## EXTRACTED ENTRIES
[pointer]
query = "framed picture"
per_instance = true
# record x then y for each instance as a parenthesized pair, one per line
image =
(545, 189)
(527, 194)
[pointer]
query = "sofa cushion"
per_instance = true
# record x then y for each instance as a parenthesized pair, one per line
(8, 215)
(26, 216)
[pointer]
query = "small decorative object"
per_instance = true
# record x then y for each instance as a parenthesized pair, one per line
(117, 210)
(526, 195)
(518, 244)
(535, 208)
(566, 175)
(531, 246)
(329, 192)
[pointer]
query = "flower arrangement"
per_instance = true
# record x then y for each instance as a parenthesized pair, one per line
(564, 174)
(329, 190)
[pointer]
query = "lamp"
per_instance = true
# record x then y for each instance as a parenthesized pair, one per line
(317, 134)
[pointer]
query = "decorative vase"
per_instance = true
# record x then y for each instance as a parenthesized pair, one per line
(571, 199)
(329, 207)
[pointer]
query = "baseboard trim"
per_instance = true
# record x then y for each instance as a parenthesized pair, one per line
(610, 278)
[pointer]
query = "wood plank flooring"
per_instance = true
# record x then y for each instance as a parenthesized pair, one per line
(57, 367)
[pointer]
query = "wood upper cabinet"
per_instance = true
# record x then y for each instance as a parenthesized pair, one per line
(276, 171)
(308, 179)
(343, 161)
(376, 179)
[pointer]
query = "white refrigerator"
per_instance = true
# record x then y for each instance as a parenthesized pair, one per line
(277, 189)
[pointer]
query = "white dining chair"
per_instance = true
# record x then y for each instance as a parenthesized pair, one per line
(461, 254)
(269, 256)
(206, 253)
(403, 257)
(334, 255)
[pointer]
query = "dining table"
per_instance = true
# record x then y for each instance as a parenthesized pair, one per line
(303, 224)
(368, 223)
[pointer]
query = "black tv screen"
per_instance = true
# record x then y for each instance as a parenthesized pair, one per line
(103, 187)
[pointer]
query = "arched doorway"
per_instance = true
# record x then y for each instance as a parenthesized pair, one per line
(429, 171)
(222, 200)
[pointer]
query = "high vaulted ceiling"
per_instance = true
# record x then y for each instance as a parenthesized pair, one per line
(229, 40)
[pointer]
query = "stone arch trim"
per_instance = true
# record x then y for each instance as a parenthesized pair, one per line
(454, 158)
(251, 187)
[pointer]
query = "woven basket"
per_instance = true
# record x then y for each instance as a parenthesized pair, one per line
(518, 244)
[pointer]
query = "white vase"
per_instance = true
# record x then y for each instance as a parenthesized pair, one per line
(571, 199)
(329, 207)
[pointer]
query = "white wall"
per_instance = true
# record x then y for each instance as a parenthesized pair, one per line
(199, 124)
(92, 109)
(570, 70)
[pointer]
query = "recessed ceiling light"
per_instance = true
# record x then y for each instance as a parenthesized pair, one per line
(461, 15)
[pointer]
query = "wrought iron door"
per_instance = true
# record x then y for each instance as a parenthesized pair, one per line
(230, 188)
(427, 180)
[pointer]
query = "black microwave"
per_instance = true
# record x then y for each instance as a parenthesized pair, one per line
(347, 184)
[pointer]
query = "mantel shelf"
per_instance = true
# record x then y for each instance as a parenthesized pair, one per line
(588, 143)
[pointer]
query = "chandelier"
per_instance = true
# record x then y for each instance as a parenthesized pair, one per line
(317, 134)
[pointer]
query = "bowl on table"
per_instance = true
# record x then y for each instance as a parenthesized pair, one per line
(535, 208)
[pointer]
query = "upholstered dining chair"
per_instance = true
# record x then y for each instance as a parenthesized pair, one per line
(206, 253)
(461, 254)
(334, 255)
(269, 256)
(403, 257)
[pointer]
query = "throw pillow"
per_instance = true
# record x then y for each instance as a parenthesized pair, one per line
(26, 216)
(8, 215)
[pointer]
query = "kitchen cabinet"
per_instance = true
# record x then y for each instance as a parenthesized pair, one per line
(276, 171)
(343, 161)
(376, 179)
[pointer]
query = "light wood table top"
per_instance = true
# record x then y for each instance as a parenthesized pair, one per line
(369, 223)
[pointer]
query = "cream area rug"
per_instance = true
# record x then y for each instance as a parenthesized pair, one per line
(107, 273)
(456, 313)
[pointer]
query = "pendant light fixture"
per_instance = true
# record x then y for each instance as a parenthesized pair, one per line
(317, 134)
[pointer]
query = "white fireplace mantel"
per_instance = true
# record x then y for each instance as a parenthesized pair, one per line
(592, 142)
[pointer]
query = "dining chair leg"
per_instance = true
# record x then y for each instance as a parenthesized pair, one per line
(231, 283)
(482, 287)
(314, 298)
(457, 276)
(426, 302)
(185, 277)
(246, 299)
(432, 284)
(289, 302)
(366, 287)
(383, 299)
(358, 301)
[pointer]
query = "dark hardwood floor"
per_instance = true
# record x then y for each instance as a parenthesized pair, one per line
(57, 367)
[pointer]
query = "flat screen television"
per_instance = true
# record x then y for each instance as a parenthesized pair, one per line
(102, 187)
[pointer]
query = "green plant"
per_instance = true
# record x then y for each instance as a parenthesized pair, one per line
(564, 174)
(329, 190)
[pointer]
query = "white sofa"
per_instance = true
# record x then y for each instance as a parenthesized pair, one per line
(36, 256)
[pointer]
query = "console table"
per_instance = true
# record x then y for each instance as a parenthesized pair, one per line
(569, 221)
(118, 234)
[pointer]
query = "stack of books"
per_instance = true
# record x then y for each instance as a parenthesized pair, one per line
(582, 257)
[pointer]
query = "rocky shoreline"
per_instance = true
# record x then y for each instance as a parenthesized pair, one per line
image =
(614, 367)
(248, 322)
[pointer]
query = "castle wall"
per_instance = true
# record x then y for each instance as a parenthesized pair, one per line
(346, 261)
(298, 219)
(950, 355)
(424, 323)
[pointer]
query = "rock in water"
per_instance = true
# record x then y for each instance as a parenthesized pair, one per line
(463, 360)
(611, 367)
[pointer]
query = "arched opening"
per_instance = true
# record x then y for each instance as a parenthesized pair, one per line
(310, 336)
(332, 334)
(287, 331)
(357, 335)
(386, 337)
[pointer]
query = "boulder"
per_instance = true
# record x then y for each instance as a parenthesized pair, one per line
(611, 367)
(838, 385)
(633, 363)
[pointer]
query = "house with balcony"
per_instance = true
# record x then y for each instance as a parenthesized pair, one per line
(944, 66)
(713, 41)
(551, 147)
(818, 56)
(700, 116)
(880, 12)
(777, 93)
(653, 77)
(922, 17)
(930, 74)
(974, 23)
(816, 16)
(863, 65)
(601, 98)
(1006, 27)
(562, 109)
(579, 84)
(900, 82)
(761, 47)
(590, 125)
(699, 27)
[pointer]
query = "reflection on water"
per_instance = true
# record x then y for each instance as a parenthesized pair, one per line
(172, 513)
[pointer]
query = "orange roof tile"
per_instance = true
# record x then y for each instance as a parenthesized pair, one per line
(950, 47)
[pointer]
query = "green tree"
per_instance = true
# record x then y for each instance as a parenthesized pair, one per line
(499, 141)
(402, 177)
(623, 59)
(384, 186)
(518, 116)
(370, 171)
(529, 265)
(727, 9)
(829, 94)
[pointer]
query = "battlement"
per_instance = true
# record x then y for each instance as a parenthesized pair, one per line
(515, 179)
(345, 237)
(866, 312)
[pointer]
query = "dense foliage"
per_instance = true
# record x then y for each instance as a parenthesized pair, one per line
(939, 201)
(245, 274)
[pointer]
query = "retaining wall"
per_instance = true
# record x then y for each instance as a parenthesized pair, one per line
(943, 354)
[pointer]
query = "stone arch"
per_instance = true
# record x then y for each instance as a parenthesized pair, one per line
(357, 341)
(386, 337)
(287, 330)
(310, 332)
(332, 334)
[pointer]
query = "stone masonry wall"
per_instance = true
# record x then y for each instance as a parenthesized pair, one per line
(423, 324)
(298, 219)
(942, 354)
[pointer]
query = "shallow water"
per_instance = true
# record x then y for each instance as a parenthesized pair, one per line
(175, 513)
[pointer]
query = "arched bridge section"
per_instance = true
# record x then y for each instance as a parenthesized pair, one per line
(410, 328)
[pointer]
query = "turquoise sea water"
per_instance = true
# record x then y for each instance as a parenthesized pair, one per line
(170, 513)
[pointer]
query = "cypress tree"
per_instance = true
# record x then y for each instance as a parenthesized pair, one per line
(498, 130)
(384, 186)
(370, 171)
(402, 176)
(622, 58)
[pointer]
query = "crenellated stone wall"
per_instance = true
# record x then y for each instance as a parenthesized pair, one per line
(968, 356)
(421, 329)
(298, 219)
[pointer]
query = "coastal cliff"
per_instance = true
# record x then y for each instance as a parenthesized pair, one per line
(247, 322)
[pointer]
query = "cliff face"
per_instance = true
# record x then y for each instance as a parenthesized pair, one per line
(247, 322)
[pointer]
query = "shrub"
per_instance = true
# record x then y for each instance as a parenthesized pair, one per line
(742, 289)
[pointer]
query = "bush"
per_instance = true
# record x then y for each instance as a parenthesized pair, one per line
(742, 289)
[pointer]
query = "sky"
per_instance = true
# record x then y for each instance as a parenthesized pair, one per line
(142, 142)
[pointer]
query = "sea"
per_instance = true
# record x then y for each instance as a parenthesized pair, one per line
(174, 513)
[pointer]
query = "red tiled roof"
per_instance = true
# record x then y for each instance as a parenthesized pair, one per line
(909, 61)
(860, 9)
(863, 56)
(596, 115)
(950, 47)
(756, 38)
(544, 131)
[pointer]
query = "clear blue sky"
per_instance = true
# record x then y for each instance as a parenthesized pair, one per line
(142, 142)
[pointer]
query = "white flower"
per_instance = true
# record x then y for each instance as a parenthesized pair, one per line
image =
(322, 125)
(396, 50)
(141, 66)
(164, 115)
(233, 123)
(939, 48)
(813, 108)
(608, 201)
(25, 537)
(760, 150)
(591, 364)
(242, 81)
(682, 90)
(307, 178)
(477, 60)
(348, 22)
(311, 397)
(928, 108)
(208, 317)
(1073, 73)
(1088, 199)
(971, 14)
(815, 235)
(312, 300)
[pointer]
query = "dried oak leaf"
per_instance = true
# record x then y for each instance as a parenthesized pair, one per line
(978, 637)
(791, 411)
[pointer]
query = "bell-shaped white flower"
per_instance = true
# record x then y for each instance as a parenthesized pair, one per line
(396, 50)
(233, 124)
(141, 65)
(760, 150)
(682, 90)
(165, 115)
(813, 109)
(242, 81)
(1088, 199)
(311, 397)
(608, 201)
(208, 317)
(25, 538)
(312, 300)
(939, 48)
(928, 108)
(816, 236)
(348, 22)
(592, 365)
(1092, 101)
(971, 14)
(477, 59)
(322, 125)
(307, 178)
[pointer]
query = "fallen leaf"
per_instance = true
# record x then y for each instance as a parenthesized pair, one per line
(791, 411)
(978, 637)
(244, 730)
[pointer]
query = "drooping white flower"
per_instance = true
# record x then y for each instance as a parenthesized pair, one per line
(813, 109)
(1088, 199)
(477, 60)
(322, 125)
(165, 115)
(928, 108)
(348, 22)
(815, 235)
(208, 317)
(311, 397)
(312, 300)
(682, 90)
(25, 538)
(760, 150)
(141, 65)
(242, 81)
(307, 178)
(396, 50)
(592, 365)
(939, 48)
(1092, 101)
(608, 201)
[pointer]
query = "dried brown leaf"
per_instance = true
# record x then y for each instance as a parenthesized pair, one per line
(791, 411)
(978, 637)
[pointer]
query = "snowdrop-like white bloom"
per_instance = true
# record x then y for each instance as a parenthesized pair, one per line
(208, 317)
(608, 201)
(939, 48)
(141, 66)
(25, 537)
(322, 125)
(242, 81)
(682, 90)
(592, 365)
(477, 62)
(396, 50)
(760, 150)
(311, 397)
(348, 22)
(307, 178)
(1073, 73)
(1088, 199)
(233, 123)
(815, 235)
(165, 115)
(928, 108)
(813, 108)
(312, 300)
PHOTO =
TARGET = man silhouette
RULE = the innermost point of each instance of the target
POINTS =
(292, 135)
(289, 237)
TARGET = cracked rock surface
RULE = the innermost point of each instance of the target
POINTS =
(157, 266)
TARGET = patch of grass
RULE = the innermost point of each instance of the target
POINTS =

## INSTRUCTIONS FOR THE TASK
Take every line from the data that contains the word "vase".

## ANSWER SPACE
query = "decorative vase"
query = "white vase"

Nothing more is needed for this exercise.